*What you have to do*
Please rewrite the records as a Markdown table with the columns Row and Line. Begin at the line that contains "compact form (89,82).", continue through the end of the records, number each row, and leave out blank lines.

*Items*

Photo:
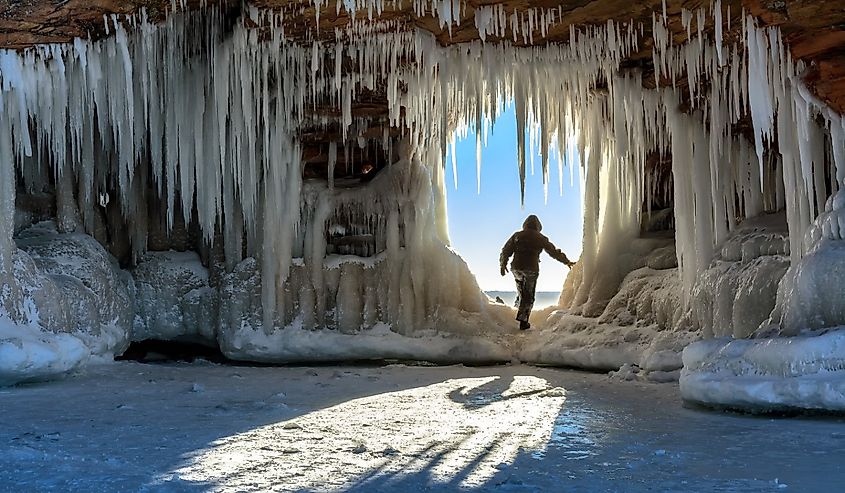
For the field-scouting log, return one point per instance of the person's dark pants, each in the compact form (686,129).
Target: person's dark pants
(526,283)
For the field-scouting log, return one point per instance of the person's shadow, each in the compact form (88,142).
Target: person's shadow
(489,393)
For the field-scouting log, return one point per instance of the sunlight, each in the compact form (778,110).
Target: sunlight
(471,428)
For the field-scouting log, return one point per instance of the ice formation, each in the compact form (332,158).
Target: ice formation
(193,124)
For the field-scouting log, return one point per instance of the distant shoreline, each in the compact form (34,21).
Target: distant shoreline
(542,299)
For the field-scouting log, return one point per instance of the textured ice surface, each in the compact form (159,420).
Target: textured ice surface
(173,299)
(398,429)
(76,305)
(801,372)
(812,294)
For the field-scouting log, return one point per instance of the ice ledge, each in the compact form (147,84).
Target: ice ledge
(802,372)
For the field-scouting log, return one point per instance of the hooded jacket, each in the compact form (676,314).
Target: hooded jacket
(526,245)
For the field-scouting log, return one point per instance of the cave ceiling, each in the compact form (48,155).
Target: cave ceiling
(814,30)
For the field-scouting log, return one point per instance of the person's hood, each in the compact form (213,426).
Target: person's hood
(532,222)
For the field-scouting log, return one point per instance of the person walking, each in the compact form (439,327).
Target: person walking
(525,247)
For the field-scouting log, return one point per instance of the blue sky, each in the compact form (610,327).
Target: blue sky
(479,224)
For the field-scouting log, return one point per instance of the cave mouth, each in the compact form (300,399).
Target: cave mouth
(168,351)
(485,206)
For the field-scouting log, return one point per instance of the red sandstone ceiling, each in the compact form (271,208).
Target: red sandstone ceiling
(814,29)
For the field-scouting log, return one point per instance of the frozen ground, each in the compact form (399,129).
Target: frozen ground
(203,427)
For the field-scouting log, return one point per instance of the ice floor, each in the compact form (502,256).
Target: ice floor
(203,427)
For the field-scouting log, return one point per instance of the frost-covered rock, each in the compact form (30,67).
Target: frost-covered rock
(736,293)
(803,372)
(812,294)
(70,302)
(358,321)
(78,288)
(173,298)
(639,326)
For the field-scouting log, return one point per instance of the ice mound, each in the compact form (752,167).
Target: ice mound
(173,298)
(812,294)
(801,372)
(72,303)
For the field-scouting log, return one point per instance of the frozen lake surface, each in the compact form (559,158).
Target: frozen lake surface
(203,427)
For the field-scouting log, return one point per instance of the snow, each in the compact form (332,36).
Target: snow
(29,354)
(179,427)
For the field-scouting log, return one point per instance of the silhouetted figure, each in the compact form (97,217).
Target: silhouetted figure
(525,246)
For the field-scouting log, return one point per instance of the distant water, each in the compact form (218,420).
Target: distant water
(542,299)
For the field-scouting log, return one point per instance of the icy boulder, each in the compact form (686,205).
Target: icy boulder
(28,353)
(812,294)
(640,326)
(804,372)
(77,288)
(70,302)
(736,293)
(173,298)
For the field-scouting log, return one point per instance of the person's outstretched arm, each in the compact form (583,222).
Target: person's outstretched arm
(507,251)
(556,254)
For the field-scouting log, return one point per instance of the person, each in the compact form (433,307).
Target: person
(525,246)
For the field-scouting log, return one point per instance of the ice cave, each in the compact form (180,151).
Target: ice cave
(267,178)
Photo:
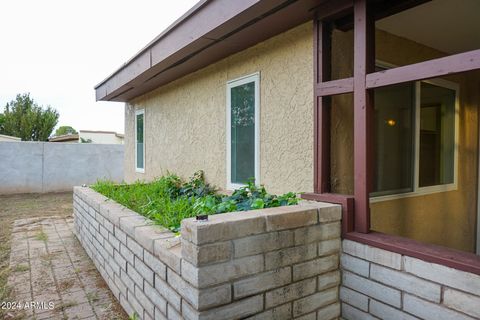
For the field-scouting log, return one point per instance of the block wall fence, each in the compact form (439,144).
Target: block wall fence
(379,284)
(277,263)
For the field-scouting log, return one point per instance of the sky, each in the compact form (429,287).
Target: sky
(58,50)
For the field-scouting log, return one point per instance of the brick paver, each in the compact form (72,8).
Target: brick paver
(52,277)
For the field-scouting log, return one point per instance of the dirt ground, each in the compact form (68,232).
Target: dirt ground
(27,206)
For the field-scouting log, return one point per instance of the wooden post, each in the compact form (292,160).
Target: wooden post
(364,62)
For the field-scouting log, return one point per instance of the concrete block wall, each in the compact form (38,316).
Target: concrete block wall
(278,263)
(379,284)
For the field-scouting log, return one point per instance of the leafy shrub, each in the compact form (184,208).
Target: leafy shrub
(168,200)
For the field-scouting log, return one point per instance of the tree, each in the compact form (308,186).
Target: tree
(25,119)
(63,130)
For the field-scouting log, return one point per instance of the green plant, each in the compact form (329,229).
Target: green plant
(169,199)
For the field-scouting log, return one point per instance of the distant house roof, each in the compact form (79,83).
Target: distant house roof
(208,32)
(64,138)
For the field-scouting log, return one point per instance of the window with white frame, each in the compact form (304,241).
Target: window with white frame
(416,127)
(243,109)
(139,141)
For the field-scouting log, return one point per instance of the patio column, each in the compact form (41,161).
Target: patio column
(322,69)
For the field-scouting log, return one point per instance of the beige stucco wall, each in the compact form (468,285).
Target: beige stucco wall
(445,218)
(185,121)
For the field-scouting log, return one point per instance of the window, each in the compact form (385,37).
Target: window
(243,130)
(139,141)
(415,136)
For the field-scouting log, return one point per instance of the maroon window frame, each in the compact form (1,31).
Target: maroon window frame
(355,208)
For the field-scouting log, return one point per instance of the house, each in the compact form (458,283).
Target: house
(89,136)
(369,104)
(102,137)
(5,138)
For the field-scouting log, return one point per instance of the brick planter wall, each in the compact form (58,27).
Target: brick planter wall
(386,285)
(278,263)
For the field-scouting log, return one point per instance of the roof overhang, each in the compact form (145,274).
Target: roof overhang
(210,31)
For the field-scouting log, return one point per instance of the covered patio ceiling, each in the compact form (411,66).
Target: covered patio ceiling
(215,29)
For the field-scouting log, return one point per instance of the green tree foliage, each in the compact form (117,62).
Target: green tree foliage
(25,119)
(63,130)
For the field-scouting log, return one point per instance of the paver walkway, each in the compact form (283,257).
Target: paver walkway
(52,276)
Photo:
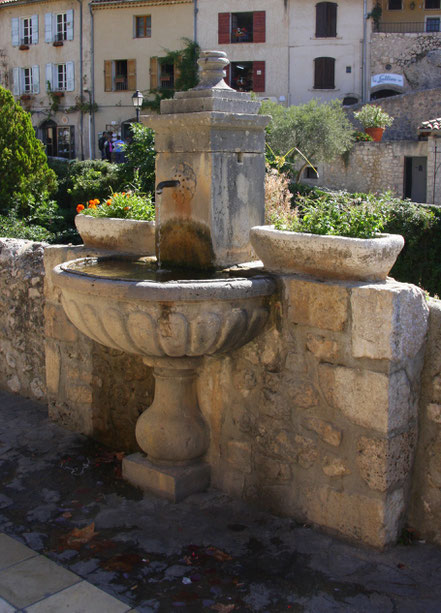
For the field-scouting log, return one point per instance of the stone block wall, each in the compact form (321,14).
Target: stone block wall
(415,56)
(22,318)
(374,167)
(425,509)
(315,419)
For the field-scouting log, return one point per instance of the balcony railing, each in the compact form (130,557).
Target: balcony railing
(416,27)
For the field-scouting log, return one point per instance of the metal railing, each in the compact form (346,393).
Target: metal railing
(415,27)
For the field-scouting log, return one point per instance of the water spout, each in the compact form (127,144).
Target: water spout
(162,184)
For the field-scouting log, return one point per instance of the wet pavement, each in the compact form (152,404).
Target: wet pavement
(62,496)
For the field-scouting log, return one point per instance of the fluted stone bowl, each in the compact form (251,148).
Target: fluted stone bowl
(165,319)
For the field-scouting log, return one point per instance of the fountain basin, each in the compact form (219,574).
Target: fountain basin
(175,319)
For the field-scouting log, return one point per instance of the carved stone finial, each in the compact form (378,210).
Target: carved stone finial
(212,66)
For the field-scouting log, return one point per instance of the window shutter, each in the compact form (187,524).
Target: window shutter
(35,79)
(258,76)
(227,77)
(48,38)
(153,73)
(259,27)
(34,22)
(16,81)
(69,24)
(15,31)
(223,34)
(324,73)
(131,75)
(49,80)
(70,76)
(108,76)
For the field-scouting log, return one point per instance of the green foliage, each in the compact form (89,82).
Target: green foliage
(373,116)
(337,214)
(140,160)
(122,205)
(24,170)
(320,131)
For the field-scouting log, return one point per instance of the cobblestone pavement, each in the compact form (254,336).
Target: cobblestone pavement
(62,496)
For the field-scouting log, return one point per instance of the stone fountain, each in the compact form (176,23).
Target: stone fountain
(210,166)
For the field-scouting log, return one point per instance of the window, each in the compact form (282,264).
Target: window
(119,75)
(60,77)
(241,27)
(433,24)
(324,73)
(24,30)
(162,75)
(143,26)
(326,20)
(58,26)
(26,80)
(246,76)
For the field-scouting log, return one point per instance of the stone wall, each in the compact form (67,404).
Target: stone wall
(425,509)
(415,56)
(21,318)
(372,167)
(316,418)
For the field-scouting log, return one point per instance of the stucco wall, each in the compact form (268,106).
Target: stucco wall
(316,418)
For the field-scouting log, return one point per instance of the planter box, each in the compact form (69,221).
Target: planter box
(326,257)
(119,235)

*Exercise answer*
| Row | Line |
|---|---|
| 1 | For the field-scouting log, return one point per instance of the green foliage, each in the compact form (89,82). |
| 2 | Target: green foliage |
| 3 | (373,116) |
| 4 | (337,214) |
| 5 | (140,160) |
| 6 | (122,205) |
| 7 | (24,170) |
| 8 | (320,131) |
| 9 | For the field-scouting log, return one point per instance of the cobblestone pavement, each in the compact form (254,336). |
| 10 | Target: cobblestone pavement |
| 11 | (62,496) |
| 12 | For the field-scouting log, return one point per instance of the stone fountain, each in the compact form (176,23). |
| 13 | Target: stone fountain |
| 14 | (210,166) |
| 15 | For the field-scouting log, return one point per instance of the window, each in the compact form (282,264). |
| 16 | Target: window |
| 17 | (119,75) |
| 18 | (60,77) |
| 19 | (241,27) |
| 20 | (433,24) |
| 21 | (324,73) |
| 22 | (24,30) |
| 23 | (162,75) |
| 24 | (143,26) |
| 25 | (326,20) |
| 26 | (58,26) |
| 27 | (26,80) |
| 28 | (246,76) |
| 29 | For the field-scouting log, return one point per instance of the stone wall, each in the compact form (67,404). |
| 30 | Target: stone wall |
| 31 | (425,509) |
| 32 | (415,56) |
| 33 | (21,318) |
| 34 | (372,167) |
| 35 | (316,418) |
| 36 | For the field-scouting log, return one point per instance of the stucco wall, each in the compact form (268,106). |
| 37 | Target: stucco wall |
| 38 | (316,418) |
| 39 | For the field-scouting log, return one point per instance of the planter box, each in the compact form (69,221). |
| 40 | Target: planter box |
| 41 | (326,257) |
| 42 | (119,235) |